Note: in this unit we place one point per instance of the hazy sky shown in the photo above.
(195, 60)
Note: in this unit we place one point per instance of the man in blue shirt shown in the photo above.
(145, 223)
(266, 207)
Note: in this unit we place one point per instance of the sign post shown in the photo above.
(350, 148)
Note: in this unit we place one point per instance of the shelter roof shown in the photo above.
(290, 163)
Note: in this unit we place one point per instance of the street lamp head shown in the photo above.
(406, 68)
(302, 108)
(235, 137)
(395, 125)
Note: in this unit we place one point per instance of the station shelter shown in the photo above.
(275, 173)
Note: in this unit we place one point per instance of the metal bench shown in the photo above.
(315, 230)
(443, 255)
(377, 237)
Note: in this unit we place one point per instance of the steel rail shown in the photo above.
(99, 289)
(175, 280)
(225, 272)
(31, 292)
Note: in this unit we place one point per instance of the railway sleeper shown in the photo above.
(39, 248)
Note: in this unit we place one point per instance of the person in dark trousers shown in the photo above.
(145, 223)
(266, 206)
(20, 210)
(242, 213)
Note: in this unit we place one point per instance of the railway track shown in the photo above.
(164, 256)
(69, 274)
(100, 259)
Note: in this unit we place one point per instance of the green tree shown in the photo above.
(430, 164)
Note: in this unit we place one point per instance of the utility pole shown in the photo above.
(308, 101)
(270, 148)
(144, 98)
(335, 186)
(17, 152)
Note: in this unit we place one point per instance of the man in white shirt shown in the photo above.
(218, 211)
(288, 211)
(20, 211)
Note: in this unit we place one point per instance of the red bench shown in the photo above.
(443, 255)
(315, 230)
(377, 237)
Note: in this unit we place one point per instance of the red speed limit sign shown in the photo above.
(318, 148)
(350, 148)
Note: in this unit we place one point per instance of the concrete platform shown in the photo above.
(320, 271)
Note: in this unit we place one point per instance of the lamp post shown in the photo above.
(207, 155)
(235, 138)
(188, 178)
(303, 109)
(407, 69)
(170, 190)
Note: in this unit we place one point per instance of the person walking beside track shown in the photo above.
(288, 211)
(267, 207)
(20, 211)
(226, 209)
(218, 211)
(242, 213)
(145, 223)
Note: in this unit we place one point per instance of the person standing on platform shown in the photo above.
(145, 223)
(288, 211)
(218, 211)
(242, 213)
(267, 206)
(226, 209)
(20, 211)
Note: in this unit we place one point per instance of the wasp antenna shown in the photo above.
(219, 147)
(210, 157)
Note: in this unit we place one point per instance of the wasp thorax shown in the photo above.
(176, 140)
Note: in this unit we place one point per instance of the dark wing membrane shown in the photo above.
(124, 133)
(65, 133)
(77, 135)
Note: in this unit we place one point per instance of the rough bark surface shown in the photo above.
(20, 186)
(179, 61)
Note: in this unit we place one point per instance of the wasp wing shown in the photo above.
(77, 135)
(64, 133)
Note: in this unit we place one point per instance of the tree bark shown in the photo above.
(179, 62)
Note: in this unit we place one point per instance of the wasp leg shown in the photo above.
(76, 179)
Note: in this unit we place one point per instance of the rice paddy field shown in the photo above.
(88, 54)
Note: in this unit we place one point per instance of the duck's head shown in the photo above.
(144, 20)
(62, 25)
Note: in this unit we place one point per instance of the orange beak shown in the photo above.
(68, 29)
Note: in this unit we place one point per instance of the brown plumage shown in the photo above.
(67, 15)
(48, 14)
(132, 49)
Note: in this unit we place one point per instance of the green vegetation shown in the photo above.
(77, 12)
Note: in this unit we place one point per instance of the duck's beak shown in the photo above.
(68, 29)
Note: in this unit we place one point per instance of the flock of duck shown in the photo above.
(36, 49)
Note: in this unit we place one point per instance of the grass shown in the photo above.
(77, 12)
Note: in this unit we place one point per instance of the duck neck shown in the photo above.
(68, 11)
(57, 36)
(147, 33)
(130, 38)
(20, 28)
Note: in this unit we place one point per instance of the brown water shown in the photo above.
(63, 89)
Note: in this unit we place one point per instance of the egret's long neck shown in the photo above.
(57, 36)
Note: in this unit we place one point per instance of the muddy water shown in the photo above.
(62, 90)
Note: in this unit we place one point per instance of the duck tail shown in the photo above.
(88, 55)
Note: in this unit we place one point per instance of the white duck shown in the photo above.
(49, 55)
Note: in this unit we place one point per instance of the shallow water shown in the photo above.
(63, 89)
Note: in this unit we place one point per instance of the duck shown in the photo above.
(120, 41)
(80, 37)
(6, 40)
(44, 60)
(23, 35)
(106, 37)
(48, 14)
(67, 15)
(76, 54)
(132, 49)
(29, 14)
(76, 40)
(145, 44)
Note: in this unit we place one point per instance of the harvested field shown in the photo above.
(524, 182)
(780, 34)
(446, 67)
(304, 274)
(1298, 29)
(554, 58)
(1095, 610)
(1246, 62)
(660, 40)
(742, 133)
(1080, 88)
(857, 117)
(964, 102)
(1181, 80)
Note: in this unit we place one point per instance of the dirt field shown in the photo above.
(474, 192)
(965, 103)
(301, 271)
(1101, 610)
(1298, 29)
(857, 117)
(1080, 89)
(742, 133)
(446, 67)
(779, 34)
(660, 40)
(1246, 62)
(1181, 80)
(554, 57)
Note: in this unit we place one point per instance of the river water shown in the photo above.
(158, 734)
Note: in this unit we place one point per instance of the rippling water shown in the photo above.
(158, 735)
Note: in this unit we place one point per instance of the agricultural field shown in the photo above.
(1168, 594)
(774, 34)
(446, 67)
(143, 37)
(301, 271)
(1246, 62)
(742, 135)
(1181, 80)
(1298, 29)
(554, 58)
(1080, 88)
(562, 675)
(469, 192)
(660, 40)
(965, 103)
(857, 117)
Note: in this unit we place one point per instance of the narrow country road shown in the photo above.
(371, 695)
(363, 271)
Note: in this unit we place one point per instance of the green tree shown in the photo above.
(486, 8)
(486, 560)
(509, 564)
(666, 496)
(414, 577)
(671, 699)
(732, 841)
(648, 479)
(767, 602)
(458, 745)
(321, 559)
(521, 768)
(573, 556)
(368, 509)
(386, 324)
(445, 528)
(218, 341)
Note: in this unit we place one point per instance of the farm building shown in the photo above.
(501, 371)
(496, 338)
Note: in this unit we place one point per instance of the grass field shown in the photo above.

════════════════════

What you will do: Set down the entries again exactly as they are.

Task answer:
Note: in this unit we place one point per instance of the hazy sky shown in the photo above.
(195, 60)
Note: in this unit we place one point per instance of the man in blue shirt shown in the photo above.
(145, 223)
(266, 207)
Note: in this unit we place one point per instance of the sign post shown in the photo above.
(350, 148)
Note: in this unit we place one point per instance of the shelter roof shown in the photo above.
(290, 163)
Note: in this unit we place one point per instance of the street lamp head shown in the photo above.
(406, 68)
(302, 108)
(235, 137)
(395, 125)
Note: in this unit we place one point per instance of the station shelter shown in the photo above.
(275, 173)
Note: in this unit we place one point per instance of the metal bench shown in the photo above.
(315, 230)
(443, 255)
(377, 237)
Note: in this unit we place one point per instance of the steel rail shown in the photo above.
(99, 289)
(175, 280)
(225, 272)
(31, 292)
Note: in this unit we place one point per instance of the railway sleeper shown in the photo above.
(39, 248)
Note: in this unit we place one point per instance of the person in dark trousers shown in the photo above.
(145, 223)
(266, 206)
(20, 210)
(242, 213)
Note: in this unit we place one point per instance of the railway track shown in the photo above.
(164, 256)
(69, 274)
(100, 259)
Note: in this unit we place one point per instance of the green tree shown in the photo above.
(430, 164)
Note: in this unit we place one point per instance of the utility pole shown in the photo above.
(308, 101)
(270, 148)
(144, 98)
(335, 186)
(17, 152)
Note: in this unit we place one point per instance of the man in white shirt shown in the photo above.
(218, 211)
(288, 211)
(20, 211)
Note: in this unit we place one point per instance of the red bench shown in the photo above.
(443, 255)
(315, 230)
(377, 237)
Note: in this unit we place one point per instance of the red speed limit sign shown in the photo above.
(318, 148)
(350, 148)
Note: in this unit we place one point per instance of the concrete platform shown in the photo above.
(320, 271)
Note: in this unit we place one point per instance of the lamp post shown in the photo above.
(207, 155)
(235, 138)
(188, 178)
(303, 109)
(407, 69)
(170, 190)
Note: in this unit we place one point per instance of the person walking beside track shown in the photo above.
(288, 211)
(267, 207)
(20, 211)
(226, 209)
(218, 211)
(242, 213)
(145, 223)
Note: in this unit we place one point per instance of the person standing on platform shown in the photo above.
(145, 223)
(288, 211)
(218, 211)
(242, 213)
(267, 206)
(226, 209)
(20, 211)
Note: in this unit we place one point per instance of the wasp antenna shown in the photo above.
(219, 147)
(210, 157)
Note: in this unit we place one point per instance of the wasp thorax shown in the photo above.
(176, 140)
Note: in this unit we place one point per instance of the dark wing membrane shown in the photo above.
(124, 133)
(65, 133)
(77, 135)
Note: in this unit we place one point per instance of the rough bark surface shown in the photo above.
(20, 186)
(179, 61)
Note: in this unit we place one point per instance of the wasp wing shown in the photo above.
(77, 135)
(64, 133)
Note: in this unit we place one point per instance of the tree bark shown in the photo above.
(179, 62)
Note: in this unit we place one point per instance of the wasp leg shown in the photo above.
(76, 179)
Note: in this unit we place one point per instance of the rice paddy field shown in the photo above.
(88, 54)
Note: in this unit we place one point per instance of the duck's head shown in the photo above.
(144, 20)
(62, 25)
Note: in this unit we place one point per instance of the orange beak shown in the photo above.
(68, 29)
Note: in this unit we place one point per instance of the brown plumage shown in the photo above.
(67, 15)
(48, 14)
(132, 49)
Note: in this unit we place one point per instance of the green vegetation shown in the photo above.
(77, 12)
Note: in this unit we place one point per instance of the duck's beak shown in the photo above.
(68, 29)
Note: in this unit we place one point per instance of the flock of duck shown in the photo above.
(36, 49)
Note: in this unit we place one point per instance of the grass shown in the photo above.
(77, 12)
Note: in this unit we place one point per instance of the duck neck shown in the photo above.
(68, 11)
(57, 36)
(147, 33)
(130, 38)
(20, 28)
Note: in this unit we place one point per instance of the brown water shown in the photo above.
(63, 89)
Note: in this unit we place one point per instance of the egret's long neck shown in the photo above.
(57, 36)
Note: in this unit we place one point per instance of the muddy water shown in the photo above.
(62, 90)
Note: in this unit we place one point per instance of the duck tail shown in the photo above.
(88, 55)
Note: in this unit we place one point per instance of the white duck shown in the photo above.
(49, 55)
Note: in this unit we place one point per instance of the shallow water shown in the photo above.
(63, 89)
Note: in this unit we place one point per instance of the duck shown in the photo above.
(120, 41)
(80, 37)
(6, 40)
(44, 60)
(23, 35)
(106, 37)
(48, 14)
(67, 15)
(76, 54)
(132, 49)
(29, 14)
(76, 40)
(145, 44)
Note: in this unit we place one point per instance of the harvested field shown in the photo above.
(524, 182)
(780, 34)
(446, 67)
(304, 274)
(1298, 29)
(554, 58)
(1095, 610)
(1246, 62)
(660, 40)
(742, 133)
(1080, 88)
(857, 117)
(964, 102)
(1181, 80)
Note: in this unit we place one point per instance of the dirt field shown in the photo above.
(474, 192)
(965, 103)
(301, 271)
(1101, 610)
(1298, 29)
(857, 117)
(1080, 89)
(742, 133)
(446, 67)
(779, 34)
(660, 40)
(1246, 62)
(1181, 80)
(554, 57)
Note: in this unit we place one point per instance of the river water shown in the photo above.
(158, 734)
Note: in this unit we place one point per instance of the rippling water shown in the photo above.
(158, 735)
Note: in this unit we place one point per instance of the agricultural field shown in the photo above.
(1168, 594)
(774, 34)
(446, 67)
(143, 37)
(301, 271)
(1246, 62)
(742, 135)
(1181, 80)
(1298, 29)
(554, 58)
(1080, 88)
(562, 675)
(469, 192)
(660, 40)
(965, 103)
(857, 117)
Note: in this unit we place one point per instance of the narrow country road shown in the photo above.
(371, 695)
(363, 271)
Note: in this unit we place one point per instance of the green tree shown in the photo above.
(486, 8)
(486, 560)
(509, 564)
(666, 496)
(414, 577)
(671, 699)
(732, 841)
(648, 479)
(767, 602)
(458, 745)
(321, 559)
(521, 768)
(573, 556)
(368, 509)
(386, 324)
(445, 528)
(218, 341)
Note: in this unit we place one point per instance of the farm building shown in the photo above.
(501, 371)
(496, 338)
Note: in this unit we place one point per instance of the grass field shown in the photo above.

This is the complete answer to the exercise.